Предоставленный фрагмент:
-.-.-

Древнехристианский аскетизм и зарождение монашества

Терапевты в Египте в первые времена христианства указали пример и удаления от общества, и жизни исключительно религиозной. Недовольные беспорядками иудейского общества, появлением среди него различных религиозных и политических партий, некоторые иудеи удалились к берегам Марсотидского озера, где предались созерцательной духовной жизни[700]. Жизнь этих терапевтов некоторым писателям церковным, как то: Евсевию, Иерониму и Епифанию показалась так сходною с жизнию позднейших монахов Египта, что они признавали терапевтов за первых христианских отшельников.

При всех этих условиях удобно могла развиться монашеская жизнь в пустынях Египта. Давая свободу религиозному чувству христиан осуществить свои требования в жизни, монашество отчасти удовлетворяло и чувству национальной независимости, и некоторым многовековым преданиям египтян. Христиане могли здесь, не стесняясь условиями и порядками, господствовавшими в обществе, избрать для себя такие правила жизни, ввести такой порядок, какой казался им более соответствующим с требованиями Евангельского учения. Удаляясь в пустыню, они прерывали всю связь историческую, соединявшую их с языческим миром, а как бы на новой земле, под новым небом устрояли жизнь свою на новых началах, исключительно религиозных.

-.-.-

Предоставленные строки:
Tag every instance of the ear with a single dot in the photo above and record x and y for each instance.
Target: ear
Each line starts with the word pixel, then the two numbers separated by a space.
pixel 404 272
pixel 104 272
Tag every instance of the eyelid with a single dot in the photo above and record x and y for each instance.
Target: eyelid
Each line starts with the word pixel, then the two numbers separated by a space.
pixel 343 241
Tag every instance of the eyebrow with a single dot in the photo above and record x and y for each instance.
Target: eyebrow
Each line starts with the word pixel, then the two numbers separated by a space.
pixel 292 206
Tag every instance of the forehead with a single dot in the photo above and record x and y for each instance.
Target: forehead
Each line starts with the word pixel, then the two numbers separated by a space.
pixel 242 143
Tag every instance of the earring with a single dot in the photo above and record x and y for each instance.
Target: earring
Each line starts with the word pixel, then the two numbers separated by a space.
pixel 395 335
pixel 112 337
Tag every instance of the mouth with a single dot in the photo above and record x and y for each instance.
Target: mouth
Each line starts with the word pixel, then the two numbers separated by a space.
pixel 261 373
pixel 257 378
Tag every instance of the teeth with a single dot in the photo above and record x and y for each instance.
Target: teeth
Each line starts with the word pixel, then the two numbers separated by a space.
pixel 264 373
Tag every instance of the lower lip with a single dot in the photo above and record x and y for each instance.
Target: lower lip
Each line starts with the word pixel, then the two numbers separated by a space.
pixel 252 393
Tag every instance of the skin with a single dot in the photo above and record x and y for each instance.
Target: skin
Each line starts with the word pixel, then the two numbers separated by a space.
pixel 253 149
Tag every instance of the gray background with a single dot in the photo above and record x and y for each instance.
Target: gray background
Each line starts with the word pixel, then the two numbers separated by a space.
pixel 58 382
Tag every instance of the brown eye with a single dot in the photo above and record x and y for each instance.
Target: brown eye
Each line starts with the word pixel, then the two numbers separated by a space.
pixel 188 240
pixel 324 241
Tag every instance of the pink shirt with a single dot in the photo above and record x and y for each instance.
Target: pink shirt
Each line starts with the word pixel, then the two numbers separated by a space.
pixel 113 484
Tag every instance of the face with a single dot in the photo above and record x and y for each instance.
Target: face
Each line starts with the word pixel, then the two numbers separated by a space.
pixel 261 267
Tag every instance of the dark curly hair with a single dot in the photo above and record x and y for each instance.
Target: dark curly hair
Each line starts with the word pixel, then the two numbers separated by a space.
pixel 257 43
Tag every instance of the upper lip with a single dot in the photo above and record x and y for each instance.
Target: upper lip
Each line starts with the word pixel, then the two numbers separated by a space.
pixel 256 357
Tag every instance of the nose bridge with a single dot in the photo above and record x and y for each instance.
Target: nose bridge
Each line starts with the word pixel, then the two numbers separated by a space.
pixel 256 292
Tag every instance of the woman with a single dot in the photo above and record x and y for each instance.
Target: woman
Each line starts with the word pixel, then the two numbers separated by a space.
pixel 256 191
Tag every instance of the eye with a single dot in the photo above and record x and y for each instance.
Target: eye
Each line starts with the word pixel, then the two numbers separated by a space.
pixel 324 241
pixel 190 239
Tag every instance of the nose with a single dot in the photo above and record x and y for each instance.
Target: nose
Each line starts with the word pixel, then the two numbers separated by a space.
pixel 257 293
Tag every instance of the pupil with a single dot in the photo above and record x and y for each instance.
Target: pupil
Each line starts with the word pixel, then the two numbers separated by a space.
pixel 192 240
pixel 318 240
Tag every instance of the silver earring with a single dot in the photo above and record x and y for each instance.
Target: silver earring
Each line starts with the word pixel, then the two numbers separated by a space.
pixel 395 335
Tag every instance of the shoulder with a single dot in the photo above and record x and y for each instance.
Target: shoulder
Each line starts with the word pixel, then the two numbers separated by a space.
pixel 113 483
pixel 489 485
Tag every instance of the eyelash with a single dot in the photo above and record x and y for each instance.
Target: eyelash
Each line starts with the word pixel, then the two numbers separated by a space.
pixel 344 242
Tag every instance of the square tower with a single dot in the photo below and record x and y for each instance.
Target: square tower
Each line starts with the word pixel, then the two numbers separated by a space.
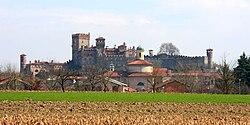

-.-.-

Суть задания: По фрагменту о зарождении монашества объясните в одном–трех предложениях, почему некоторые иудеи удалились к берегам Марсотидского озера. Строки для этой работы не используются.

Результат задания: Они были недовольны беспорядками иудейского общества и появлением в нем различных религиозных и политических партий. Поэтому они удалились к берегам Марсотидского озера, где предались созерцательной духовной жизни.